**Zu erledigende Aufgaben:**
1. Gib den Abschnitt des Textes über Schalke zwischen "Noch bleiben Gross" und "im Stadtteil Neukölln.", beide eingeschlossen, erneut wieder und tausche dabei "Relegationsplatz" gegen "Nichtabstiegsplatz".
2. Welcher Spieler steht laut dem Text über Schalke bisher als einziger Zugang fest?

Wie im Fall von Trainer Gross, dessen letzte Stationen im arabischen Raum waren, muss Sportchef Schneider auf Personal setzen, das in Vergessenheit geraten ist. Als einziger Zugang steht bisher nur Sead Kolašinac fest. Der Bosnier hatte bis 2017 für Schalke gespielt, ehe es ihn zum FC Arsenal zog, von wo er nun auf Leihbasis zurückkehrt. In London wurde er zuletzt nicht mehr eingesetzt. Trotzdem, Kolašinac sei „ein erster, guter Schritt“, sagte Uth.

Charakterlich fällt der neue Alte in jene Kategorie Zugang, die auch Trainer Gross fordert. „Ich hoffe, dass wir noch den ein oder anderen Spieler mit einer starken Persönlichkeit bekommen“, sagte der Schweizer, was gleichzeitig tief blicken ließ. Querelen, die zu Suspendierungen oder gar Freistellungen führten, sind ebenfalls Gründe der sportlichen Misere. Immer stärker rückt dabei Sportchef Schneider in den Mittelpunkt, der in personellen Fragen oft danebenlag. Sollte auch Gross sich als Fehlgriff erweisen, wäre Schneider nicht mehr im Amt zu halten. „Ja, das ist klar. Da brauchen wir auch nicht um den heißen Brei herumreden“, sagte Schneider.

Noch bleiben Gross und der Mannschaft 20 Spiele, um den ersten Abstieg seit 1988 zu verhindern. Trotz der anhaltenden Erfolglosigkeit beträgt der Rückstand auf den Relegationsplatz nur sechs Punkte. Um den zu erreichen, müsste aber so schnell wie möglich wieder gewonnen werden. Das würde auch in Berlin so manchen freuen. Zumindest im Stadtteil Neukölln.

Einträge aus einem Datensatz

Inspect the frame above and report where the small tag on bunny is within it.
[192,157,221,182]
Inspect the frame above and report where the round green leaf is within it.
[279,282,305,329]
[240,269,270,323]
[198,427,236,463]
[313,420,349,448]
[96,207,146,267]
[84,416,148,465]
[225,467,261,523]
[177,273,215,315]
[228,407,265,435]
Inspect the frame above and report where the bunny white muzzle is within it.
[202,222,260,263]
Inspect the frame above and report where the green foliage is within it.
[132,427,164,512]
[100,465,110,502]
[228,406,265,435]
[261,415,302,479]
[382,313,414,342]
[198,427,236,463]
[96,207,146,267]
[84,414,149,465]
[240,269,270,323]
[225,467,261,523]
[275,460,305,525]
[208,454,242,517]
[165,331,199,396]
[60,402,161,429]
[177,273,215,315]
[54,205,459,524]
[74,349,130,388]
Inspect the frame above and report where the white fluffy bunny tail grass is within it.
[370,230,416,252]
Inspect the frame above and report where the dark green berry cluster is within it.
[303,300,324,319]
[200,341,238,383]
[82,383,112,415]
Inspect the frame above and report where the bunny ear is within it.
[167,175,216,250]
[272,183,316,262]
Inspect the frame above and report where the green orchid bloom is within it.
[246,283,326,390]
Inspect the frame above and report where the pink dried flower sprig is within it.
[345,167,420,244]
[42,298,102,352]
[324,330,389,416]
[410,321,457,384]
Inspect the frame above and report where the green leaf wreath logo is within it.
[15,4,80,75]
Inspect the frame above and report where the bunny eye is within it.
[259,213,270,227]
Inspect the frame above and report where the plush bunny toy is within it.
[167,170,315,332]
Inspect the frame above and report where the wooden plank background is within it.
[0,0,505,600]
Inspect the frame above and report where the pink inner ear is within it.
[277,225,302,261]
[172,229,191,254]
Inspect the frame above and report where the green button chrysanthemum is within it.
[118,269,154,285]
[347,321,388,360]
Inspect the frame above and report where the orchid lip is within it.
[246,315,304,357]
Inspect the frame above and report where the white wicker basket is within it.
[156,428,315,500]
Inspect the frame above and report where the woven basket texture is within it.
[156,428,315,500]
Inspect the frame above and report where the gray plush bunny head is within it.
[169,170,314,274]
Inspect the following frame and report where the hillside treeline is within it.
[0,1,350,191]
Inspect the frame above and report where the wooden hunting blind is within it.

**Ergebnisse je Aufgabe:**
1.
Noch bleiben Gross und der Mannschaft 20 Spiele, um den ersten Abstieg seit 1988 zu verhindern. Trotz der anhaltenden Erfolglosigkeit beträgt der Rückstand auf den Nichtabstiegsplatz nur sechs Punkte. Um den zu erreichen, müsste aber so schnell wie möglich wieder gewonnen werden. Das würde auch in Berlin so manchen freuen. Zumindest im Stadtteil Neukölln.

2. Sead Kolašinac